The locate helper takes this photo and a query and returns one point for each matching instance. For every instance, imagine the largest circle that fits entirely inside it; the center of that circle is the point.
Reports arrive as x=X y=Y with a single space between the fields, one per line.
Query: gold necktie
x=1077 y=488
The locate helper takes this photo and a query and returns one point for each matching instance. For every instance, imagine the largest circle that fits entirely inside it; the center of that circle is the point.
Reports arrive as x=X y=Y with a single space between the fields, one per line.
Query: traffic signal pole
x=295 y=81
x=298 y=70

◆ ◆ ◆ ◆ ◆

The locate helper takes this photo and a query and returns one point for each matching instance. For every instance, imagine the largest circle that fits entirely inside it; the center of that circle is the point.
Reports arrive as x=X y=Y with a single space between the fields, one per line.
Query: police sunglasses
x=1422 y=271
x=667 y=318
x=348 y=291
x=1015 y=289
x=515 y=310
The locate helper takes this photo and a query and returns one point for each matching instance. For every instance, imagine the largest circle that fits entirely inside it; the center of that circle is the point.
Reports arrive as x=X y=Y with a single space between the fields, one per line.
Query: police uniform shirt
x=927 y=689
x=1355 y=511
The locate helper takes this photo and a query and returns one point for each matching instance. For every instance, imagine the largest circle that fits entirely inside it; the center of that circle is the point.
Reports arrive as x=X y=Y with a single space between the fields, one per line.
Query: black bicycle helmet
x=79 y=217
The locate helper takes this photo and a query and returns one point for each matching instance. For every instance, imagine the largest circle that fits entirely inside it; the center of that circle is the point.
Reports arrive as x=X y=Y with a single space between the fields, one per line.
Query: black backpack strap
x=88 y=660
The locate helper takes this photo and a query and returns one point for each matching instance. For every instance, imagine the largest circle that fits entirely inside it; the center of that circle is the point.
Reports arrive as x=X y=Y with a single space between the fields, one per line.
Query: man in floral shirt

◆ ◆ ◆ ◆ ◆

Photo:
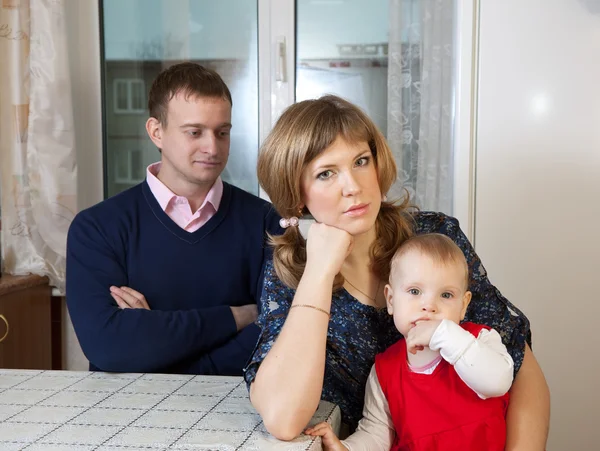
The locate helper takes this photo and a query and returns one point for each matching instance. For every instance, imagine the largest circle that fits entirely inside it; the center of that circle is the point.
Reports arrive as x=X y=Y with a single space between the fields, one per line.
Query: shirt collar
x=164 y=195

◆ ◆ ◆ ◆ ◆

Copy out each line of the entries above that contains the word "shirt".

The output:
Query: police uniform shirt
Query: man in floral shirt
Query: shirt collar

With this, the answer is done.